Task description
Copy word for word the passage from the ASU campus inclusion article below, beginning at the words "Leaders in the" and ending after the words "guides and policies.".

Source excerpt
# # # #

Clubs, education and policies on campus have furthered inclusion for students


"LGBTQ+ clubs is making ASU an inclusive space. ASU holds various LGBTQ+ clubs that'll help students find a supportive community." Illustration published Monday, July 6, 2020.

Leaders in the Gay, Lesbian and Straight Education Network Phoenix chapter say that LGBTQ+ clubs, open allyship and inclusive policies in Arizona schools and universities are beneficial to LGBTQ+ students and faculty.

Since ASU's charter was adopted in 2014, which states the University is "measured not by whom it excludes, but by whom it includes and how they succeed," ASU has slowly worked to actualize the statement for the LGBTQ+ community, including forming multiple inclusive clubs, increasing engagement and authoring some inclusive guides and policies.

Aimed at improving educational experiences for LGBTQ+ students nationally, GLSEN Phoenix describes itself as "a grassroots initiative, working locally in our community to ensure safe schools for all students, regardless of sexual orientation and gender identity."

The need for inclusive spaces

Joe Golfen, the communications coordinator for GLSEN Phoenix, said in an interview that "having a (Gay-Straight Alliance or Gender-Sexuality Alliance) club or some kind of support system is really important to... students because it... provides a safe space that they may not receive at home or (in) the rest of their education."

Madelaine Adelman, a professor at ASU’s School of Social Transformation and co-founder of GLSEN Phoenix, said that the existence of these clubs is a signifier for LGBTQ+ students that their campus is an accepting environment for them, even if they do not actively attend meetings or claim membership in another way.

ASU has a wide range of LGBTQ+ specific clubs offered to students, including a STEM-specific group, an organization for graduate students and a group intended for W. P. Carey students among others.

Adelman noted that LGBTQ+ clubs on college campuses can be a "launching point" for some to seek personal resources while also providing a space to nurture their leadership skills and advocate for change.

"I know, for example, that at ASU, there was a group of trans students primarily and their allies who organized to change some policies at ASU," Adelman said. "For example, a trans student could have their correct name show up on Canvas or on Zoom, things like that."

# # # #

Data provided
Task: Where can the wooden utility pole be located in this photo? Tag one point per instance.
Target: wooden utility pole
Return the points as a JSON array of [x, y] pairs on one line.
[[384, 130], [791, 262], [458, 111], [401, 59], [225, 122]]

# # # #

Task answer
Leaders in the Gay, Lesbian and Straight Education Network Phoenix chapter say that LGBTQ+ clubs, open allyship and inclusive policies in Arizona schools and universities are beneficial to LGBTQ+ students and faculty.

Since ASU's charter was adopted in 2014, which states the University is "measured not by whom it excludes, but by whom it includes and how they succeed," ASU has slowly worked to actualize the statement for the LGBTQ+ community, including forming multiple inclusive clubs, increasing engagement and authoring some inclusive guides and policies.